===== Data extract

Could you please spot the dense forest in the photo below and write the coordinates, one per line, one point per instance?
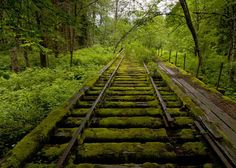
(49, 48)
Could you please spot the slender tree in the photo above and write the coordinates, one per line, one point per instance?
(193, 32)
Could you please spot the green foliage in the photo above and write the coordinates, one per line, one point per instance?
(27, 97)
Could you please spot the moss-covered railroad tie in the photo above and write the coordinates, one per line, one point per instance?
(127, 129)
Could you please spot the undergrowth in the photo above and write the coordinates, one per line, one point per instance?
(26, 98)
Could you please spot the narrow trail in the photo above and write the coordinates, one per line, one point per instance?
(127, 119)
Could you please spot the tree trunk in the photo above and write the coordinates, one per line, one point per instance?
(26, 58)
(233, 52)
(193, 32)
(14, 60)
(42, 55)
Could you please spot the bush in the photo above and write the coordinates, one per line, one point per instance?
(26, 98)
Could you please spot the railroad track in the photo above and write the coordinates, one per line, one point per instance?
(129, 119)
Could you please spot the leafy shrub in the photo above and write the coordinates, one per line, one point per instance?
(26, 98)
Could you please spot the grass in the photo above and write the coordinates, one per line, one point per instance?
(27, 97)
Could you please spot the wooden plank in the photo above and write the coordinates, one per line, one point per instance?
(212, 113)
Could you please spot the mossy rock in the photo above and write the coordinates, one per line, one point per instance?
(183, 121)
(119, 135)
(194, 148)
(128, 152)
(121, 122)
(111, 112)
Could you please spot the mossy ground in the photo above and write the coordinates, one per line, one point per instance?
(130, 88)
(111, 112)
(114, 152)
(144, 165)
(131, 134)
(149, 122)
(81, 112)
(73, 121)
(186, 134)
(183, 121)
(135, 92)
(121, 104)
(176, 112)
(51, 153)
(132, 98)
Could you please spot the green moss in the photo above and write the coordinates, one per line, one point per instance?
(110, 112)
(32, 141)
(130, 92)
(134, 134)
(125, 151)
(144, 165)
(35, 165)
(131, 98)
(64, 132)
(182, 121)
(130, 88)
(81, 112)
(208, 165)
(194, 148)
(51, 153)
(176, 112)
(186, 134)
(84, 104)
(170, 98)
(73, 122)
(129, 104)
(149, 122)
(174, 104)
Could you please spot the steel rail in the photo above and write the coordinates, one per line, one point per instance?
(163, 104)
(85, 121)
(218, 149)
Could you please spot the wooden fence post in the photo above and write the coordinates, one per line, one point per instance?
(176, 57)
(169, 55)
(219, 77)
(185, 60)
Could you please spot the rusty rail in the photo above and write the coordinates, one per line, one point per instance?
(85, 121)
(168, 117)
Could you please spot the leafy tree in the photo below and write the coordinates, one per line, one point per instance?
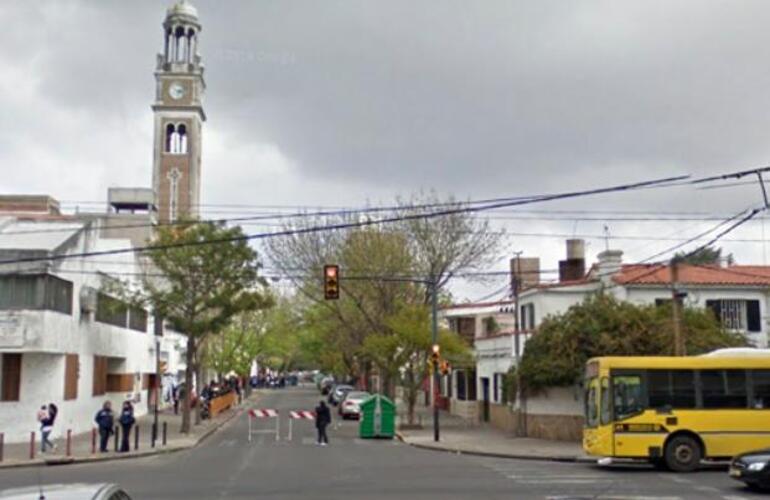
(372, 259)
(209, 276)
(404, 355)
(604, 326)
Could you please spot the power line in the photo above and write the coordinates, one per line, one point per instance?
(365, 223)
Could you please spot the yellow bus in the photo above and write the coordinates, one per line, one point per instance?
(675, 411)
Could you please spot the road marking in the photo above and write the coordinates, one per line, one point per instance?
(548, 480)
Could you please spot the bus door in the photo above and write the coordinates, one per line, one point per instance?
(631, 436)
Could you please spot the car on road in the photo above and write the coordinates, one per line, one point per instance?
(351, 405)
(76, 491)
(338, 393)
(752, 468)
(326, 385)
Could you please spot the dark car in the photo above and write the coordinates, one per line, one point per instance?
(753, 468)
(67, 492)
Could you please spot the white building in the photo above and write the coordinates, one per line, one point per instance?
(65, 336)
(738, 295)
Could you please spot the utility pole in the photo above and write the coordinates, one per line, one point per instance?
(676, 309)
(157, 391)
(436, 378)
(516, 285)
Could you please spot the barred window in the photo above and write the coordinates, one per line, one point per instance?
(38, 292)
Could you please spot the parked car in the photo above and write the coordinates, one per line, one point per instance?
(326, 385)
(351, 405)
(753, 468)
(338, 394)
(78, 491)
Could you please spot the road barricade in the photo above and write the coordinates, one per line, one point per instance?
(264, 413)
(299, 415)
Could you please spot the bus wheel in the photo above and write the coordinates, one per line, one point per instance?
(683, 454)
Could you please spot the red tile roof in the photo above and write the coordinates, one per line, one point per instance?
(657, 274)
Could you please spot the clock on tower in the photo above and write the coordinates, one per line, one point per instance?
(179, 116)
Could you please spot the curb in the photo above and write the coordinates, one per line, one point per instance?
(55, 461)
(459, 451)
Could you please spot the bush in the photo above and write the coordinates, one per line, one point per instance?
(604, 326)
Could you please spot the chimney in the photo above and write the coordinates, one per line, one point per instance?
(527, 269)
(610, 263)
(574, 268)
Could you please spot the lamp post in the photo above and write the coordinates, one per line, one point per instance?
(157, 395)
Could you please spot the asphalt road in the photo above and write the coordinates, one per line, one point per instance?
(227, 466)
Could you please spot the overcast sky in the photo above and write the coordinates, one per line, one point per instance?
(344, 103)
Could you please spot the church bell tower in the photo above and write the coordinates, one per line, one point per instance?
(179, 117)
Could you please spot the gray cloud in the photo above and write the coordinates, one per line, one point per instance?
(341, 102)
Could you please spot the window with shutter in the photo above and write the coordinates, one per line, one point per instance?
(754, 319)
(71, 375)
(10, 388)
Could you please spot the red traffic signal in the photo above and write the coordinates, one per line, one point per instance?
(331, 282)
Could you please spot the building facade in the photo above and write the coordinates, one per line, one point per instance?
(66, 336)
(738, 295)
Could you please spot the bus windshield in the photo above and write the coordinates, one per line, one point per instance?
(627, 396)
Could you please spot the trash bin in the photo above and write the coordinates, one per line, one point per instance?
(378, 418)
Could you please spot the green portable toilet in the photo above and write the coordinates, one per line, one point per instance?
(378, 418)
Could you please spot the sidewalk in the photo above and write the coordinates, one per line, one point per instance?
(18, 454)
(458, 436)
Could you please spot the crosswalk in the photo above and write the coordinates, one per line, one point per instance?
(269, 440)
(569, 481)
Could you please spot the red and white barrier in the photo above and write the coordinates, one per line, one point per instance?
(299, 415)
(260, 413)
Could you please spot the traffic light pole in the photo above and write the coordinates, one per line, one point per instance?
(436, 378)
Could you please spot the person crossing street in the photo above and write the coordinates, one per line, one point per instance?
(323, 418)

==========

## Goal
Output, word for word, the lines of the listing starting at the line that contains "Could you please spot the person" and ending at the last line of the listing.

## Solved exercise
Could you please spot the person crossing street in the photo above and write the coordinates, one per line, one point per instance?
(323, 418)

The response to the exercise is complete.